▶ **Exercice**
Poursuivez la chronique sur le plan de rachat d'obligations annoncé par la BCE, en reprenant après sa dernière phrase.

▶ **Texte de lecture**

________

Humeur :
Draghi joue au père Noël, mais ne fait que gagner du temps.
Un peu comme des enfants à l’approche du mois de décembre, la quasi-totalité des investisseurs, entrepreneurs, hommes politiques et autres acteurs de la vie économique attendaient avec impatience la réunion de septembre de la Banque Centrale Européenne. C’est d’ailleurs grâce à la perspective d’une issue heureuse que les marchés ont pu passer un été relativement calme, le premier depuis cinq ans.
Face à autant d’espoirs, la BCE et son Président ne pouvaient se permettre de décevoir. Ainsi, sans surprise, « Super Mario » Draghi a bien revêtu le costume du père Noël. Pour tenter de contourner l’interdiction d’actionner la « planche à billets », la BCE a donc annoncé qu’elle allait acheter des obligations des Etats eurolandais en difficulté et ce, dans une proportion illimitée.
Ce nouveau cadeau « no limit » de l’Institut francfortois a évidemment suscité une vague d’euphorie sur les marchés. Sur la seule journée de jeudi, le Cac 40 a flambé de 3,06 %, l’Eurostoxx de 3,4 %, le MIB (Milan) de 4,3 % et l’IBEX (Madrid) de 4,9 %. Dans le même temps, l’euro s’est hissé à quasiment 1,27 dollar. Enfin, les taux d’intérêt des obligations d’Etat à dix ans italiens et espagnols ont reculé, les premiers se rapprochant des 5 % et les seconds passant sous les 6 %.
Bref, les marchés ont totalement adhéré au plan de sauvetage de Draghi, oubliant les carences de ce dernier et voulant absolument retrouver l’optimisme. Il faut dire que comparativement aux années Duisenberg et Trichet, il n’y a pas photo : la BCE passe effectivement du noir au blanc, de la rigidité à la flexibilité et du dogmatisme maladif au pragmatisme. Ne serait-ce que pour cette raison, l’emballement des marchés apparaît tout à fait justifié.
Pour autant, ne nous voilons pas la face : le plan de la BCE va certes dans le bon sens, mais est loin de pouvoir résoudre la crise de la zone euro.
Tout d’abord, d’un point de vue technique, il faut souligner que celui-ci ne sera enclenché que si et seulement si les Etats qui souhaitent en bénéficier font appel auparavant à l’aide des fonds de secours européens, le FESF, puis le MES, normalement son futur successeur. Autrement dit, si l’Espagne et l’Italie ne réclament pas officiellement cette aide, et ils ne cessent de déclarer qu’ils ne le feront pas, la BCE n’achètera pas leurs dettes publiques.
En outre, au contraire de ce qui est parfois avancé, le plan de la BCE ne constitue absolument pas une « planche à billets ». Cette dernière consiste à créer de la monnaie ex-nihilo qui sera utilisée pour financer directement les Etats. Ceux-ci n’ont alors pas besoin de faire appel aux marchés, ce qui permet de maintenir les taux d’intérêt obligataires sur des niveaux bas et de soutenir par là même l’investissement des entreprises.

________

▶ **Données enregistrées**
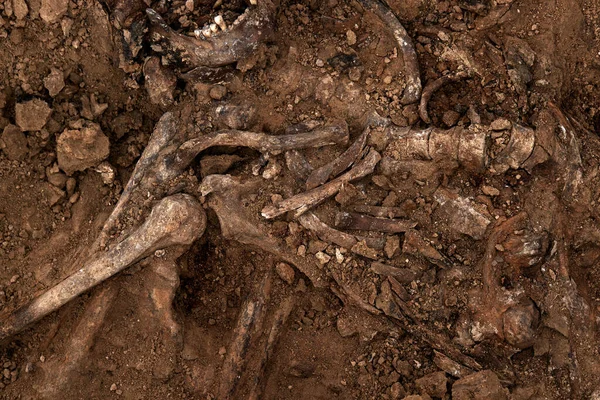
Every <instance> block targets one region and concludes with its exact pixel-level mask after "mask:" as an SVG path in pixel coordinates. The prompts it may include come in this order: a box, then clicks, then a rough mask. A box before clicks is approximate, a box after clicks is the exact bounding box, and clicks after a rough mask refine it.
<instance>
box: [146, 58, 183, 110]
mask: <svg viewBox="0 0 600 400" xmlns="http://www.w3.org/2000/svg"><path fill="white" fill-rule="evenodd" d="M143 70H144V78H145V83H144V86H145V87H146V91H147V92H148V96H149V97H150V101H151V102H152V103H153V104H157V105H159V106H161V107H163V108H167V107H169V106H170V105H171V104H173V101H174V100H173V92H174V91H175V86H176V85H177V78H176V77H175V74H174V73H173V72H172V71H171V70H170V69H167V68H166V67H164V66H163V65H162V64H161V62H160V58H159V57H156V56H153V57H149V58H148V59H147V60H146V62H145V63H144V68H143Z"/></svg>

________

▶ **Réponse attendue**
La solution proposée par la BCE est évidemment bien loin du compte, dans la mesure où elle consiste à acheter des obligations déjà émises. Elle vient donc essayer d’éteindre l’incendie, une fois qu’il s’est déclaré. Une stratégie bien plus appropriée serait d’agir en amont, en soutenant davantage la croissance. Pour ce faire, la BCE doit encore abaisser son taux refi, au moins à 0,5 %, ce qui permettra notamment de déprécier l’euro et de relancer l’activité économique.
C’est d’ailleurs là que réside l’un des grands paradoxes de la situation actuelle. En effet, à la suite de la décision de la BCE, l’euro s’est de nouveau apprécié, ce qui ne manquera pas d’alimenter la récession, donc d’augmenter le chômage, puis les déficits et enfin la dette. Ainsi, tant que la croissance ne sera pas de retour, la BCE pourra acheter toutes les obligations qu’elle souhaite, cela ne mettra pas fin à la crise de la dette publique.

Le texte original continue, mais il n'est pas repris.